> [TASK LIST]:
1. In the passage about Hahnemann, on what date did he graduate from the University of Erlangen?
2. Carry on the passage about Hahnemann, starting right after its final sentence.
***** EXCERPT PROVIDED
He stayed in Hermanstadt for one year and nine months, where he practised as a doctor and looked after the Baron's library. He then entered the University of Erlangen and on 10th August 1779 he graduated and was awarded his Doctor's Degree. But in 1785, Hahnemann became disillusioned with the medical profession, because he found that most of his patients would have been better off not consulting a doctor than consulting one. He gave up the practice and decided to make his living by translating medical and chemistry texts and in 1789, he had published in the second volume of Kreb's Medical Observations his first piece: "Directions for Curing Old Sores and Indolent Ulcers and in its introduction, he made his first public criticism of the medical profession. But despite having his faith in the medical profession badly shaken, his intellectual curiosity led him to investigate every aspect of medicine and chemistry in his search to better serve humanity.

 

Hahnemann was inspired by the works of Albrecht Von Haller, who wrote in his Pharmacopoeia Hevelt in 1771 of the need to test small doses of medicines on healthy individuals in order to ascertain their medicinal effects. Of this suggestion Hahnemann observed "no one, not a single physician attended to or followed up this invaluable hint."

 

Also, in 1789 Hahnemann published his translation of Cullen's Materia Medica and criticised bloodletting and other purging methods in use in his day. He was also critical of the reasons Cullen gave for the medicinal properties of many of the remedies in his materia medica, and he questioned his belief that the Peruvian bark (China) got its medicinal action from its bitter taste and tonic effects on the stomach.
**********
***** DATASET
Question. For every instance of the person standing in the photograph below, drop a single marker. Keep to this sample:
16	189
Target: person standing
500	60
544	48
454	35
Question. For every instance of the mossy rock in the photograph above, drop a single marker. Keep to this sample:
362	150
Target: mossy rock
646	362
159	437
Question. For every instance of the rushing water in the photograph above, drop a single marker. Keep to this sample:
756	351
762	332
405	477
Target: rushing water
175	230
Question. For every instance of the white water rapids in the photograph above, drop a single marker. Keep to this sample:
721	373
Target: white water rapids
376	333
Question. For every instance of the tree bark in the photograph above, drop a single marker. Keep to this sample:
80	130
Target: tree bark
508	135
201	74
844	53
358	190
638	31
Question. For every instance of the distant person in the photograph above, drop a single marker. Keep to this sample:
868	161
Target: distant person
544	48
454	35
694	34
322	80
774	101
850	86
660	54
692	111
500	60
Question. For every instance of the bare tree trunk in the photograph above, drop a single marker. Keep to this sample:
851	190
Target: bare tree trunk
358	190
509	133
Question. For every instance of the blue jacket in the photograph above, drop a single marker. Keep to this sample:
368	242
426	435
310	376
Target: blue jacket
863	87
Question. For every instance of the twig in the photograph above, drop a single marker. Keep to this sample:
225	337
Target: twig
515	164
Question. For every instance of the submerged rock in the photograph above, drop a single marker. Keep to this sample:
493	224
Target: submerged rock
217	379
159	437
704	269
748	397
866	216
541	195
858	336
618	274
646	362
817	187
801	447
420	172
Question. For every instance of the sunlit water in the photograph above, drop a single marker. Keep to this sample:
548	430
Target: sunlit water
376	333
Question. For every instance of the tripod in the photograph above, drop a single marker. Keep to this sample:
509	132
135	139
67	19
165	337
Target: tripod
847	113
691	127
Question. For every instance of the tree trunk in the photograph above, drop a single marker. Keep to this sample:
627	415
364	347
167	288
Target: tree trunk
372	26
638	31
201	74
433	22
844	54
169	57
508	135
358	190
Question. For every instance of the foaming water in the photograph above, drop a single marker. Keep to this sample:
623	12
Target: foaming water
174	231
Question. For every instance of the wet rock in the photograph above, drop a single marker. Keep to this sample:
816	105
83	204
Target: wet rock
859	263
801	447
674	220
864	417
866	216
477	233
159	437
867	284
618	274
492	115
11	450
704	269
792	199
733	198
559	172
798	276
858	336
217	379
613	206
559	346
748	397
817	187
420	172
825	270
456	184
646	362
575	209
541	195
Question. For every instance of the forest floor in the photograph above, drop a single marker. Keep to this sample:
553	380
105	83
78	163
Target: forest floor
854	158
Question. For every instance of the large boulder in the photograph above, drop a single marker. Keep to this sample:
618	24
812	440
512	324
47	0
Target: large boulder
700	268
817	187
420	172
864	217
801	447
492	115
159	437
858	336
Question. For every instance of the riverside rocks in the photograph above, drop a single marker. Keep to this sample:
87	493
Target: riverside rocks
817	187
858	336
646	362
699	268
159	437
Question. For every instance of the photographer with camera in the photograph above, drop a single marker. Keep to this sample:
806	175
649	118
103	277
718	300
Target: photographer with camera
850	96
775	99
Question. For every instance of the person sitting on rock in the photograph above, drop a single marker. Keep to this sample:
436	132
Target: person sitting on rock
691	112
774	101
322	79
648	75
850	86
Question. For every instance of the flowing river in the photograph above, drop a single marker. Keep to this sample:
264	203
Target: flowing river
**********
> [LIST OF ANSWERS]:
1. August 10, 1779

2.
As the Peruvian bark was being used at the time to cure intermittent fever, Hahnemann decided to try Von Haller's methods to test it out. Hahnemann began to take four drams of Peruvian bark twice daily for several days - this was the first of 99 remedies that SH used to test on himself and close associates, and which was later recorded in his The Materia Medica Pura and The Chronic Diseases their Peculiar Nature and their Homoeopathic treatment - and he discovered that the various symptoms he was experiencing were typical of intermittent fever. He didn't actually have the fever, just its symptoms and when he discontinued taking the Peruvian bark, the symptoms disappeared. In his first homoeopathic proving, he found a reason for the action of remedies that satisfied both his observations and experience: "Peruvian bark, which is used as a remedy for intermittent fever, acts because it can produce symptoms similar to those of intermittent fever in healthy people." With this realisation came the dawn of homoeopathy and the maxim: 'Similia Similibus Curentur': similars be cured by similars.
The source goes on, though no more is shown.